BEGIN MATERIAL PROVIDED

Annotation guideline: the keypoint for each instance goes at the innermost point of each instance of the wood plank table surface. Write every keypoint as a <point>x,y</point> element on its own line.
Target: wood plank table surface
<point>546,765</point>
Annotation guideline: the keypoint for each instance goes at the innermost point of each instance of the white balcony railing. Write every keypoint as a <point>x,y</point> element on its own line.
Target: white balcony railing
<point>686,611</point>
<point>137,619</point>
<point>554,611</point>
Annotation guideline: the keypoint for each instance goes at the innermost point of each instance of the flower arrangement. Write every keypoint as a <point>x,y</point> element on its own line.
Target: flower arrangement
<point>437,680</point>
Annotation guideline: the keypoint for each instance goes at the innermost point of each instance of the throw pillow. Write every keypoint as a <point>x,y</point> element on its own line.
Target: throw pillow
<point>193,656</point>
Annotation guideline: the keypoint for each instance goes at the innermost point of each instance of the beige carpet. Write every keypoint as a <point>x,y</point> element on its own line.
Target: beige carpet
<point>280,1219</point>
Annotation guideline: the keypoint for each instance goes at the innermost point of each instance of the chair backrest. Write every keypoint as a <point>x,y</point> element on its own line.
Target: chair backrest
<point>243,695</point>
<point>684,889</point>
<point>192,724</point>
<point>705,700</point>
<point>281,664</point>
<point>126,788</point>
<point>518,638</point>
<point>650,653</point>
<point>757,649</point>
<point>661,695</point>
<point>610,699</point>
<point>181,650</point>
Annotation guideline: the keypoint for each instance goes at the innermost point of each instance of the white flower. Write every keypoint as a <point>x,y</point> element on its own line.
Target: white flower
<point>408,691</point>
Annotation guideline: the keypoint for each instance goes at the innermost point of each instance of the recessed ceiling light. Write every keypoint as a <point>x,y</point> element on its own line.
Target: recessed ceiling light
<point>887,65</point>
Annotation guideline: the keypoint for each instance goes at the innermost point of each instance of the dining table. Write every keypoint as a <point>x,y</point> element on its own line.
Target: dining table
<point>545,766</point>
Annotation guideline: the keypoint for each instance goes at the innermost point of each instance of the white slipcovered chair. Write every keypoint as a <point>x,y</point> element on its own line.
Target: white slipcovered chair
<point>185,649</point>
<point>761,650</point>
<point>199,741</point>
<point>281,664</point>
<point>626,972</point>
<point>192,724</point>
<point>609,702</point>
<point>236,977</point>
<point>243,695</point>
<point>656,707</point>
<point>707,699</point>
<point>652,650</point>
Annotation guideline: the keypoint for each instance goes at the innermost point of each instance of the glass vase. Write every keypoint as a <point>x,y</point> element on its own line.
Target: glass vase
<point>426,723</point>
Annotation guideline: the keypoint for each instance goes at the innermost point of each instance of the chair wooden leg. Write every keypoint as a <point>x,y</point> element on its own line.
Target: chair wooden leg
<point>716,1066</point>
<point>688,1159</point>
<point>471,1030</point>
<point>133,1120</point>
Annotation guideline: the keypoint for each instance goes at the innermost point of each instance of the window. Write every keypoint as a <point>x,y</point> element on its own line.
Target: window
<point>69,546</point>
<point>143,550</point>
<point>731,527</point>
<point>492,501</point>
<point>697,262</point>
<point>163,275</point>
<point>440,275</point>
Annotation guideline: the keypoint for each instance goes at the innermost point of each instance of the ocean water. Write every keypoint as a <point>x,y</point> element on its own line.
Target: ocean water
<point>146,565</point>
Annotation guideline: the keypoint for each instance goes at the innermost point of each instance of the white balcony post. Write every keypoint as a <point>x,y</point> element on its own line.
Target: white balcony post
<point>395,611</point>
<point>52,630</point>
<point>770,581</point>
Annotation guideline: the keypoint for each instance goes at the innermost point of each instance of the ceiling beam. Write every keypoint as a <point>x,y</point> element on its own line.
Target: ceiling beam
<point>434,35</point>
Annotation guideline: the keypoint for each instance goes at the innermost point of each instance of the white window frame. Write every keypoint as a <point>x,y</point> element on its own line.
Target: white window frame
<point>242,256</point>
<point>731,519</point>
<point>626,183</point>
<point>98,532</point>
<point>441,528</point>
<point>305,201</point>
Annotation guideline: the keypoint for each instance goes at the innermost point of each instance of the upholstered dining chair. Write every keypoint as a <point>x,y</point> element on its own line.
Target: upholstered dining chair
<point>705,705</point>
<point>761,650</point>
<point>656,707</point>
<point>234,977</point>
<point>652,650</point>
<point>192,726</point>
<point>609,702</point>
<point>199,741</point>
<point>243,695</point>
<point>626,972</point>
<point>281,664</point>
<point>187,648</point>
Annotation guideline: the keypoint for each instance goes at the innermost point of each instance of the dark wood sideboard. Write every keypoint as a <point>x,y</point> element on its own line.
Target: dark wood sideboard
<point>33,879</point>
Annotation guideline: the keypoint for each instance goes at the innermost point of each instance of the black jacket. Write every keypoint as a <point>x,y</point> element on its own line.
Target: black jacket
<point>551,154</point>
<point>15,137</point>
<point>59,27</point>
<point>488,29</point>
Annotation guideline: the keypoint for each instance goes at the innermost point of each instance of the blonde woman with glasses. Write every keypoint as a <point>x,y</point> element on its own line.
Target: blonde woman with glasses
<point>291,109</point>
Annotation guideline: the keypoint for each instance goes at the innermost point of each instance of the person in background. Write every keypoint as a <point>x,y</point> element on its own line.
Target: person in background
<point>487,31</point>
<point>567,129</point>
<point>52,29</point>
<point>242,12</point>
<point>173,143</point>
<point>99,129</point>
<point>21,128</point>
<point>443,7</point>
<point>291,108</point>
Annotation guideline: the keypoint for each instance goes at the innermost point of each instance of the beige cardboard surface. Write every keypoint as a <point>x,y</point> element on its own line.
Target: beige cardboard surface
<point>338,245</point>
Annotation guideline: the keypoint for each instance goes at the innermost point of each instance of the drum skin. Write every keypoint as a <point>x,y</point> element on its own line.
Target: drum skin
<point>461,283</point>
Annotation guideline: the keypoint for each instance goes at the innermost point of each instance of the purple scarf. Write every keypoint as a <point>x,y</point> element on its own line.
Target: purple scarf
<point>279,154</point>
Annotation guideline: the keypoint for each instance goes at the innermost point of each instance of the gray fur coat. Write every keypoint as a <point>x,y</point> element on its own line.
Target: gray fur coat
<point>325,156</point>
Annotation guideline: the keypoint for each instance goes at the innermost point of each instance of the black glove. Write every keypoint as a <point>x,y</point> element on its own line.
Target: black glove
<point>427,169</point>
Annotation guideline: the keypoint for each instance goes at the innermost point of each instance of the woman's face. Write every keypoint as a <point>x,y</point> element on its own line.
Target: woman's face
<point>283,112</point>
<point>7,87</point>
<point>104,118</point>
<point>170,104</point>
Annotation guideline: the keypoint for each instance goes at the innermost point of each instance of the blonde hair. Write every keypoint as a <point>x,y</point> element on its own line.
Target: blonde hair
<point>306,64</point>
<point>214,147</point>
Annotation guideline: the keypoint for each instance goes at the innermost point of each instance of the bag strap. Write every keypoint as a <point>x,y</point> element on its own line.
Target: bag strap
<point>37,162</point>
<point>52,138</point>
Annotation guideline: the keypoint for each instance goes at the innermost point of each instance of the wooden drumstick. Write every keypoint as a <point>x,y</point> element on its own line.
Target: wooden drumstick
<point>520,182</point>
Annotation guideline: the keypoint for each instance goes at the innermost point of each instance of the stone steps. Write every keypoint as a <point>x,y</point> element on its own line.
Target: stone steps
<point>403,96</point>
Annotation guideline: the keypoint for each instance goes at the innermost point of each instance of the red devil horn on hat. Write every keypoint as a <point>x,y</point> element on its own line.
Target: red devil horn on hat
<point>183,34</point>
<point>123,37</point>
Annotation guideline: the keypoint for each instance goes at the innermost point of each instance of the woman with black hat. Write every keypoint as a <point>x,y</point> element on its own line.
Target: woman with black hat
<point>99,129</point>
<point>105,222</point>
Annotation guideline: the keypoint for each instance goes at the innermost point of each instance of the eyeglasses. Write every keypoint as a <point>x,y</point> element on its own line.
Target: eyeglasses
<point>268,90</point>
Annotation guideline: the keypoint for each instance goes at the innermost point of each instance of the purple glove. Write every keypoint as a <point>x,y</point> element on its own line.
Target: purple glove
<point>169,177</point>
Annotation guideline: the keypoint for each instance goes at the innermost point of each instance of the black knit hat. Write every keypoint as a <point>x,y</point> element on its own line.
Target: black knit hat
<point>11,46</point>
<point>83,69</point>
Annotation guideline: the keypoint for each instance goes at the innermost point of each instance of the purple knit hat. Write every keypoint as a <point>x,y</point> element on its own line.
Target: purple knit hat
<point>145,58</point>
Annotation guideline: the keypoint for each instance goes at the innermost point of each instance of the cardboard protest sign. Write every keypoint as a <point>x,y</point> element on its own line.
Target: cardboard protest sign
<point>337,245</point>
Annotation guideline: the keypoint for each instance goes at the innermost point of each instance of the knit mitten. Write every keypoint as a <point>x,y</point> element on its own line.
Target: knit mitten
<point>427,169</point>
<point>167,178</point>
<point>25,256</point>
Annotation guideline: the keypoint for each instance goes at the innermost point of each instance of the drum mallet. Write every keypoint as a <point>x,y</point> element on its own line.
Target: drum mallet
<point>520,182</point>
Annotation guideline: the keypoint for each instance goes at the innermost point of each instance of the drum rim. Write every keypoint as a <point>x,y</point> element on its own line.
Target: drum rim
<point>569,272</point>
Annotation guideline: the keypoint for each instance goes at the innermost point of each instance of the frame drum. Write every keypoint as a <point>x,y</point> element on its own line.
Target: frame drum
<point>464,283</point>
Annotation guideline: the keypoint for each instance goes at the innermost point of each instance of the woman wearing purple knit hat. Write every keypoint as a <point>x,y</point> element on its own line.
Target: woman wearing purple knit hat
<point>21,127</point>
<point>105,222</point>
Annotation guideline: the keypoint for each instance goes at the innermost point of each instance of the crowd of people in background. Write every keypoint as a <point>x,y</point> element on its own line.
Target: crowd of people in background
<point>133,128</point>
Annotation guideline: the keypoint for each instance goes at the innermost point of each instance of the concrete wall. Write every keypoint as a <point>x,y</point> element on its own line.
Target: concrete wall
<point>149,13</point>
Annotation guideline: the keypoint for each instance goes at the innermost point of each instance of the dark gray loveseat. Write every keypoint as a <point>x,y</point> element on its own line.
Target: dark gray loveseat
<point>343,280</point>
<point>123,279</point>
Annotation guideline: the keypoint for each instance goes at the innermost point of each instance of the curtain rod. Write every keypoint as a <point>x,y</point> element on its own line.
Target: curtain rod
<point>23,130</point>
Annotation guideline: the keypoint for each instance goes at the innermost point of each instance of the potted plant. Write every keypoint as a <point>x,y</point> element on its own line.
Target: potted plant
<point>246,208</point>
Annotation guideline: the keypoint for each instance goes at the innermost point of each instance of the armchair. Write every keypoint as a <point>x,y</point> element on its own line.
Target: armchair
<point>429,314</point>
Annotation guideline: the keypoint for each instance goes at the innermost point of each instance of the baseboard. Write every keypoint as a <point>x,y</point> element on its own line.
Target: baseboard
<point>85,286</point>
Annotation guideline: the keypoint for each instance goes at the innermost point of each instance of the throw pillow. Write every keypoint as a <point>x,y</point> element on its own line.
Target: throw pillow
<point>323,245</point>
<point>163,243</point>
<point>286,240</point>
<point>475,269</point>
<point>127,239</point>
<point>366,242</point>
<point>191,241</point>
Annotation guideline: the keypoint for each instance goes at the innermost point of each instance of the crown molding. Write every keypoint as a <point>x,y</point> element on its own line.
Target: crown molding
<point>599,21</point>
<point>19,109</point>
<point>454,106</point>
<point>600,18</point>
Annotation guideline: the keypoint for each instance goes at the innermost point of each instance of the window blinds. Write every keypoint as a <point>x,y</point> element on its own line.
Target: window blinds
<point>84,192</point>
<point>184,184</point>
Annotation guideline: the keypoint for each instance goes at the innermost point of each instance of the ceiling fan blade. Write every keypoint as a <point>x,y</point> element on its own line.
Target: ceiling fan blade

END MATERIAL PROVIDED

Update the records from the line containing "of the recessed" through the line containing "<point>440,275</point>", inclusive, so that every "keypoint" reads "landmark" and all other text stays the same. Give only those lines.

● **EXERCISE OUTPUT**:
Annotation guideline: the landmark for each instance goes at the innermost point of each instance of the recessed ceiling light. Write every landmark as a <point>x,y</point> element on its own line.
Target: recessed ceiling light
<point>887,65</point>
Annotation guideline: the landmark for each instance goes at the innermost point of each instance of the dining table. Write every landmark as a <point>x,y</point> element on its own line.
Target: dining table
<point>545,766</point>
Annotation guideline: the landmark for each instance goes at the innermost point of each instance of the white slipcovered chair. Write every landmark as a <point>x,y</point> element on its own line.
Target: white slipcovered chair
<point>185,649</point>
<point>761,650</point>
<point>199,741</point>
<point>281,664</point>
<point>626,972</point>
<point>192,724</point>
<point>609,702</point>
<point>236,977</point>
<point>243,695</point>
<point>656,707</point>
<point>707,699</point>
<point>652,650</point>
Annotation guideline: the landmark for each instance goes at the innermost point of each instance of the glass vase. Write every landmark as a <point>x,y</point> element on its own line.
Target: glass vase
<point>426,723</point>
Annotation guideline: the landmark for each instance goes at the innermost point of each instance of the chair wooden leg. Write every landmark as a <point>x,y</point> element on its own line.
Target: chair wooden leg
<point>716,1066</point>
<point>688,1159</point>
<point>471,1030</point>
<point>133,1120</point>
Annotation guideline: the landmark for each instance goes at the innermost point of each instance of the window. Write every landmark as a <point>x,y</point> element on its own line.
Target: window
<point>69,546</point>
<point>143,550</point>
<point>731,527</point>
<point>492,501</point>
<point>697,262</point>
<point>163,275</point>
<point>440,275</point>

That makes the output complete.